Work to do
Could you reproduce, word for word, the lines beginning with the one that contains "Would you be able to indicate the ariens" and continuing through the one that contains "column 436, row 235", with nothing else?
++++ Items ++++
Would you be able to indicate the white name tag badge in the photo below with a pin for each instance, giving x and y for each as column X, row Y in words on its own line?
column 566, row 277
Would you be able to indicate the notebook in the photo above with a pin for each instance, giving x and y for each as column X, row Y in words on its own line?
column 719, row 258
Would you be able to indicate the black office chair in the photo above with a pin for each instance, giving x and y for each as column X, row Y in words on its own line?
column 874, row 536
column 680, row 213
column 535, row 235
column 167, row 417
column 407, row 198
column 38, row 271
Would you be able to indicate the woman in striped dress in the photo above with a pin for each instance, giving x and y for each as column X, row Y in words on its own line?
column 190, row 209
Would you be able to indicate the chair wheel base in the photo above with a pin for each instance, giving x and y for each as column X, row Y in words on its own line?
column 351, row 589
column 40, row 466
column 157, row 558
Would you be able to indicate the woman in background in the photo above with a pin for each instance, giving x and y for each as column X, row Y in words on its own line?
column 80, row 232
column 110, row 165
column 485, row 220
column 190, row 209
++++
++++ Items ++++
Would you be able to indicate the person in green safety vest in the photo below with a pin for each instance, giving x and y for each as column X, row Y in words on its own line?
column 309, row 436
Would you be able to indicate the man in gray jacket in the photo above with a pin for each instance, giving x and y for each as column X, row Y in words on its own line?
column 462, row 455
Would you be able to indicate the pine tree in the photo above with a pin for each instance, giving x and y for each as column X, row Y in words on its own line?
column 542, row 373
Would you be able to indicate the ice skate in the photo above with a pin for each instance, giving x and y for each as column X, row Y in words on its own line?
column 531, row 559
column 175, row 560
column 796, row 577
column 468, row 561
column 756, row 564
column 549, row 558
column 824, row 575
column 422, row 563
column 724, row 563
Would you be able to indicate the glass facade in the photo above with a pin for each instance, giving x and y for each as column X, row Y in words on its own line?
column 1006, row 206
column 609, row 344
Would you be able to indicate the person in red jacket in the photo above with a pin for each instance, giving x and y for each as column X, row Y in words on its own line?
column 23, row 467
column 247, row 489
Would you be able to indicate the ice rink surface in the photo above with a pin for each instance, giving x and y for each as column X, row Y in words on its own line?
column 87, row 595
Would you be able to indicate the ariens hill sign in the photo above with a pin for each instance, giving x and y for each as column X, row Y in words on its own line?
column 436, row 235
++++
Task solution
Would you be able to indicate the ariens hill sign in the photo above with a pin for each instance, giving x and y for each as column X, row Y in words on its own line?
column 436, row 235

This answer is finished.